SOAL YANG DIBERIKAN 1
Salin tanpa perubahan bagian catatan mulai dari baris pertama catatan sampai dengan baris yang memuat "M87 11L85 8L84", termasuk baris tersebut.

TEKS YANG DISEDIAKAN
Jika di zaman Rasulullah dan para sahabat filantropi telah dikelola dan menjadi sumber penerimaan keuangan negara, mengapa di bangsa yang jumlah penduduk muslimnya terbesar di dunia filantropi tidak dimasukan ke dalam pembahasan RAPBN? Proyeksi penerimaan zakat, infak, dan sedekah yang dilakukan oleh BAZNAS bisa mencapai 300-400 triliyunan. Bila ditambah dengan proyeksi penerimaan wakaf yang bisa mencapai 150-250 triliyun pertahun; menandakan masih adanya minus pemahaman terhadap eksistensi ajaran filantropi.

CATATAN UNTUK DIOLAH
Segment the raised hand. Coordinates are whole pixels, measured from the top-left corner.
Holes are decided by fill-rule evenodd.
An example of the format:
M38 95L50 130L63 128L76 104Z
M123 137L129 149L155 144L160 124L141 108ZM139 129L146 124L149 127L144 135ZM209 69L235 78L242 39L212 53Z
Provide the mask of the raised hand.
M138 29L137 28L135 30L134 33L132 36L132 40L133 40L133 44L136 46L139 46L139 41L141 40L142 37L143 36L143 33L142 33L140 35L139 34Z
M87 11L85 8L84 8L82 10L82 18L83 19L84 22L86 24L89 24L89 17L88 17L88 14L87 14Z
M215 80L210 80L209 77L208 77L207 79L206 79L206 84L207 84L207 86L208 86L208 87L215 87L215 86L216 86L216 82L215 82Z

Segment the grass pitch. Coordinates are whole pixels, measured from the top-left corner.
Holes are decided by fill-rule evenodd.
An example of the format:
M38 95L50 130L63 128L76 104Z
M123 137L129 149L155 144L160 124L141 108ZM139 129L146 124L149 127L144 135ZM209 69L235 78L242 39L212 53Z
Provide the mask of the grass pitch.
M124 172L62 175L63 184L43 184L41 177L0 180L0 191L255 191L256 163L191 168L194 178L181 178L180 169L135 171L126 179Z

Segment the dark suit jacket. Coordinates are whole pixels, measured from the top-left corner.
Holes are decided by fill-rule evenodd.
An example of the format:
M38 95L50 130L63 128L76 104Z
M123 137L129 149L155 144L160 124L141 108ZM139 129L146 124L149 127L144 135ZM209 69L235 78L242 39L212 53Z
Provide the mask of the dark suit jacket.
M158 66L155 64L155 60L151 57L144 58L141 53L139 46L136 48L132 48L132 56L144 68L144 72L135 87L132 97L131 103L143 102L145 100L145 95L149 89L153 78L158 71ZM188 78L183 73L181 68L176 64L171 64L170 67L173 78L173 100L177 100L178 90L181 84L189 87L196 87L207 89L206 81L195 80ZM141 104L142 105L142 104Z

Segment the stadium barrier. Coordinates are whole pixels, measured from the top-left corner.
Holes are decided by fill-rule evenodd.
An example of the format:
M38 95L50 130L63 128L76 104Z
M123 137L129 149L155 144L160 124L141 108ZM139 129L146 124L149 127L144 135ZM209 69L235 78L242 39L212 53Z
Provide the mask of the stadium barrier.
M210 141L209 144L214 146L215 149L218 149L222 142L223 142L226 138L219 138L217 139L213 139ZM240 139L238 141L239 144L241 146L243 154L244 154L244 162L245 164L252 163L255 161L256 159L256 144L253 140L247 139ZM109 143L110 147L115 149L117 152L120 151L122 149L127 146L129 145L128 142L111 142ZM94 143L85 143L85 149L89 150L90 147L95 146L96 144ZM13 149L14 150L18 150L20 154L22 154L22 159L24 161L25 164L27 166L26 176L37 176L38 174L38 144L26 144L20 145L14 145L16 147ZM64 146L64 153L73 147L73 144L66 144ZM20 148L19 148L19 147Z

SOAL YANG DIBERIKAN 2
Tuliskan kembali tanpa perubahan bagian teks tentang filantropi mulai dari "Jika di zaman" sampai dengan "eksistensi ajaran filantropi.".

HASIL YANG BENAR 1
Segment the raised hand. Coordinates are whole pixels, measured from the top-left corner.
Holes are decided by fill-rule evenodd.
An example of the format:
M38 95L50 130L63 128L76 104Z
M123 137L129 149L155 144L160 124L141 108ZM139 129L146 124L149 127L144 135ZM209 69L235 78L242 39L212 53Z
Provide the mask of the raised hand.
M138 29L137 28L135 30L134 33L132 36L132 40L133 40L133 44L136 46L139 46L139 41L141 40L142 37L143 36L143 33L142 33L140 35L139 34Z
M87 11L85 8L84 8L82 10L82 18L83 19L84 22L86 24L89 24L89 17L88 17L88 14L87 14Z

HASIL YANG BENAR 2
Jika di zaman Rasulullah dan para sahabat filantropi telah dikelola dan menjadi sumber penerimaan keuangan negara, mengapa di bangsa yang jumlah penduduk muslimnya terbesar di dunia filantropi tidak dimasukan ke dalam pembahasan RAPBN? Proyeksi penerimaan zakat, infak, dan sedekah yang dilakukan oleh BAZNAS bisa mencapai 300-400 triliyunan. Bila ditambah dengan proyeksi penerimaan wakaf yang bisa mencapai 150-250 triliyun pertahun; menandakan masih adanya minus pemahaman terhadap eksistensi ajaran filantropi.